The natural world: A brief history lesson in salmon, trout names

Published 7:00 am Saturday, November 6, 2021

Imagine yourself as a naturalist, two centuries ago, when up to 20 million Pacific salmon and steelhead returned annually to spawn in the Columbia River Basin.

Several species of resident trout also ranged throughout the Columbia and Snake rivers and their tributaries at the time. How would you describe these strange and wonderful fish when only one species, the rainbow trout of eastern Russia (Salmo gairdneri), had previously been accounted for?

Journal passages from the 1805 Lewis and Clark Expedition alluded to five different salmon and trout west of the Rocky Mountains. Included in their list were “salmon” (chinook salmon), “white salmon-trout” (coho or silver salmon), “salmon-trout” (steelhead/rainbow trout), “red charr” (possibly sockeye salmon), and “speckled” or “mountain trout” (cutthroat trout). Other salmon and trout species were either scarce or the explorers failed to recognize them as different.

For example, there was no mention of pink or chum salmon when both are seasonally abundant in coastal waters. In their defense, Lewis noted on March 2, 1806, “I have no doubt there are many other species of fish … which we have not had the opportunity of seeing.”

In contrast to how newly discovered plants and animals were saved for further study, early naturalists had no means to preserve fish specimens. William Clark, the principal mapmaker and illustrator of the Expedition, made sketches of only two of 11 fishes encountered in western waters: the eulachon or Columbia River smelt, and “white salmon trout.” Rarely were any measurements taken.

Only when the U.S. Exploring Expedition conducted surveys to determine the most feasible route for a transcontinental railroad did thorough description of salmon and trout of the Pacific Northwest take place. Consequently, the taxonomy of various trout and salmon species remained in flux through most of the 19th century.

Approximately 50 species of western trout were initially catalogued by early naturalists. The renowned ichthyologist, George Suckley, in an 1861 treatise titled, “On the North American Species of Salmon and Trout,” managed to pare the list down to 43. Of that group, rainbow trout were tagged with a total of 25 different scientific names! Attributing a new species name to a locale or a person helped keep them straight.

Early taxonomic methods focused on visual characteristics such as body size, the counting of fin rays and gill rakers, and color, including spotting patterns. Male and female salmon (what anglers term a “buck” and a “hen”) were sometimes thought to be different species, as were juvenile forms and fish that changed their color or size of jaw at spawning time. Consider another journal entry from Lewis and Clark: “in this neighborhood we have met with another species which does not differ from the other in any particular except in the point of colour.”

Fast forward to 1989 when a committee of fisheries scientists took advantage of newly discovered genetic evidence to recommend the seven species of Pacific salmon and trout we know today be combined into a single genus, Oncorhynchus. Genetic evidence emphasizes evolutionary relationships rather than physical appearance. Concurrently with this finding, Oncorhynchus mykiss was chosen as the scientific name for both the North American and the Asian, or mikizha, form of steelhead/rainbow trout.

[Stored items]
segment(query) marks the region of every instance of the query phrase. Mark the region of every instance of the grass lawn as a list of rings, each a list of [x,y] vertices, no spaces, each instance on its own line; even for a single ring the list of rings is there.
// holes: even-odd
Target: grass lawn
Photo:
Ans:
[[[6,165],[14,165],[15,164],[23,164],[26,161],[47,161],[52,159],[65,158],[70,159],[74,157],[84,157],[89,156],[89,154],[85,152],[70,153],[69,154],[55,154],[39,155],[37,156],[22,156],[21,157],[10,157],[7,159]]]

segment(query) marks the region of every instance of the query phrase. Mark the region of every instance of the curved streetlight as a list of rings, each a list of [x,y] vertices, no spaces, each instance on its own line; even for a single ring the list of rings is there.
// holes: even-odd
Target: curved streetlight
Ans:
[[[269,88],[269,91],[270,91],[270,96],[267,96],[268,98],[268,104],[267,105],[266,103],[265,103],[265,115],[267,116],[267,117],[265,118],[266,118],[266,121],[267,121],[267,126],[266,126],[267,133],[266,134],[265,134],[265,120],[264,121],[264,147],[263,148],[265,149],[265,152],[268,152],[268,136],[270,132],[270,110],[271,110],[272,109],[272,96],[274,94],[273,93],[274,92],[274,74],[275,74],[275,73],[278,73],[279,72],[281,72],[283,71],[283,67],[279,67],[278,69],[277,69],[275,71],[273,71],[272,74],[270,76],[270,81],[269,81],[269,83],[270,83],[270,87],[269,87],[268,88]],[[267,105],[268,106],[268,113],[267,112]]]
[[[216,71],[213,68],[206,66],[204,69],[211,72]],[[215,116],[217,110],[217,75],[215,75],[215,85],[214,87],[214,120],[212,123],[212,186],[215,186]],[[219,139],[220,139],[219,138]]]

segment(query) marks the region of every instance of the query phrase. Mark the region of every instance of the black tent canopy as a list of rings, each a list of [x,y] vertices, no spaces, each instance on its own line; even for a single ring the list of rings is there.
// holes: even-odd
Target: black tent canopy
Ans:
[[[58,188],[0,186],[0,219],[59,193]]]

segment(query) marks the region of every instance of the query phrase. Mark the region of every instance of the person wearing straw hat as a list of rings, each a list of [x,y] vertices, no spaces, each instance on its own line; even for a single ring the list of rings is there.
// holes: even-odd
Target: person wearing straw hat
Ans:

Exercise requirements:
Copy the salmon and trout names history from "In contrast to" to "the 19th century.", replacing "sketches" with "drawings".

Exercise output:
In contrast to how newly discovered plants and animals were saved for further study, early naturalists had no means to preserve fish specimens. William Clark, the principal mapmaker and illustrator of the Expedition, made drawings of only two of 11 fishes encountered in western waters: the eulachon or Columbia River smelt, and “white salmon trout.” Rarely were any measurements taken.

Only when the U.S. Exploring Expedition conducted surveys to determine the most feasible route for a transcontinental railroad did thorough description of salmon and trout of the Pacific Northwest take place. Consequently, the taxonomy of various trout and salmon species remained in flux through most of the 19th century.